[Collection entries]
+ + + + +
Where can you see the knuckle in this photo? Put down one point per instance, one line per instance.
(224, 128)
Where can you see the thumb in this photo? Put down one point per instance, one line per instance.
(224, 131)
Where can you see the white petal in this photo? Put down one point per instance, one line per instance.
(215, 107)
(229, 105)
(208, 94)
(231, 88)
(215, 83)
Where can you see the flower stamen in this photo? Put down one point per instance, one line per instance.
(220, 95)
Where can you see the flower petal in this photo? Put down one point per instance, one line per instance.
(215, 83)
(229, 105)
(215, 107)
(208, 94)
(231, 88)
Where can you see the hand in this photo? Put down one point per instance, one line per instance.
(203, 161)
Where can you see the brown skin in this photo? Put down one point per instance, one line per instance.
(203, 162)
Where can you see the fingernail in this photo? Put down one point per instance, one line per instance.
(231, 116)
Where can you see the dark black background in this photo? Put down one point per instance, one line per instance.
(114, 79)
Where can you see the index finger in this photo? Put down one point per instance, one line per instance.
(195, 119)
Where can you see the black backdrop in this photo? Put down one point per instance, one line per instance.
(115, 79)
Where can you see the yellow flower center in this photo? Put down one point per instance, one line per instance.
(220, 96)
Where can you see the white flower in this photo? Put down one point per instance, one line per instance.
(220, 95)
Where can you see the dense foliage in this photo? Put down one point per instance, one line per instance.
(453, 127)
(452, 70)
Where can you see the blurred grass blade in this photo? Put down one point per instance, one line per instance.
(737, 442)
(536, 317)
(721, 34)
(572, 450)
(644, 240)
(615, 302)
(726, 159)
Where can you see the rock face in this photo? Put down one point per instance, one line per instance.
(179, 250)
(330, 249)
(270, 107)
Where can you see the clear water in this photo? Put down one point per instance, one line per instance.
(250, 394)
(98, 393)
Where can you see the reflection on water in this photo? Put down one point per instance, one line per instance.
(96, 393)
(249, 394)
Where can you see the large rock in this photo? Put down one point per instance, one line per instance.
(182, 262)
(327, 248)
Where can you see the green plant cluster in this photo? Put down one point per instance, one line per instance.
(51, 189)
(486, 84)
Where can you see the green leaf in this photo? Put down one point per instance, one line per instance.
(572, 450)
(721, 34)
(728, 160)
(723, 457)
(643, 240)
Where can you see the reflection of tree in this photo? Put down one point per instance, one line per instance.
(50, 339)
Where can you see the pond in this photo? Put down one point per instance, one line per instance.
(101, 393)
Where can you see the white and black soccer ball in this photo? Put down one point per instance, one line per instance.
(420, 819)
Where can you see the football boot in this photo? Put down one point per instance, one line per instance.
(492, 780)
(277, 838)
+ + + + +
* **Work item**:
Copy each line of the data above exactly as it appears.

* **Response to the exercise**:
Where can you see the knuckle in this photo? Put down one point per instance, one line per instance.
(224, 128)
Where can you see the thumb in this photo? Put down one point per instance, one line per instance.
(224, 131)
Where can you see the white petal in this photo? Put down one point per instance, one line per instance.
(215, 107)
(229, 105)
(208, 94)
(231, 88)
(215, 83)
Where can you see the flower stamen in this photo? Put down one point per instance, one line per instance.
(220, 95)
Where can you see the flower petal in this photo? Put down one point per instance, one line per instance.
(215, 83)
(229, 105)
(215, 107)
(208, 94)
(231, 88)
Where can you see the hand in this photo? Put down one point per instance, one line per instance.
(203, 161)
Where can you see the brown skin in this photo? Put down one point per instance, one line per instance.
(203, 162)
Where can you see the fingernail in this photo? Put down one point per instance, one line per instance.
(231, 116)
Where can you see the dark black background in this photo? Put down one point per instance, one line per instance.
(114, 79)
Where can you see the index finger in this photo? Put down one point per instance, one line per instance.
(195, 119)
Where can you see the black backdrop in this photo? Put down one point per instance, one line per instance.
(115, 79)
Where can you see the yellow flower center in this photo? Put down one point per instance, one line per instance.
(220, 96)
Where can you see the white flower in this photo? Put down one point per instance, one line per instance.
(220, 95)
Where can you see the dense foliage in this photo? Put down one point per instance, one line per instance.
(453, 127)
(452, 70)
Where can you see the blurred grass blade in this photo? Put down one point per instance, one line per instance.
(737, 442)
(536, 317)
(721, 34)
(572, 450)
(644, 240)
(615, 302)
(726, 159)
Where can you see the rock face in this photo? Put down one point per instance, one line per instance.
(179, 250)
(330, 249)
(270, 107)
Where can you see the clear water in this photo? Put down one point per instance, one line per instance.
(250, 394)
(98, 393)
Where can you see the reflection on water in this photo? Put down one point per instance, one line per instance.
(96, 393)
(249, 394)
Where can you see the large rock in this photo? Put down one point per instance, one line per instance.
(182, 262)
(327, 248)
Where can you see the green plant cluster in this photo? Put down one point per instance, one line per instance.
(51, 189)
(486, 84)
Where can you see the green leaf in this photo? Put down one point per instance, one line per instance.
(572, 450)
(721, 34)
(728, 160)
(723, 457)
(643, 240)
Where can you see the reflection of tree in this photo? Put down one point per instance, one line per instance.
(50, 339)
Where can you see the pond in this photo? Put down one point per instance, one line per instance.
(101, 393)
Where can you see the white and black soccer ball in this photo? Put down one point per instance, one line per instance.
(420, 819)
Where can you see the football boot in this photo? Put down one point per instance, one line per instance.
(492, 780)
(277, 838)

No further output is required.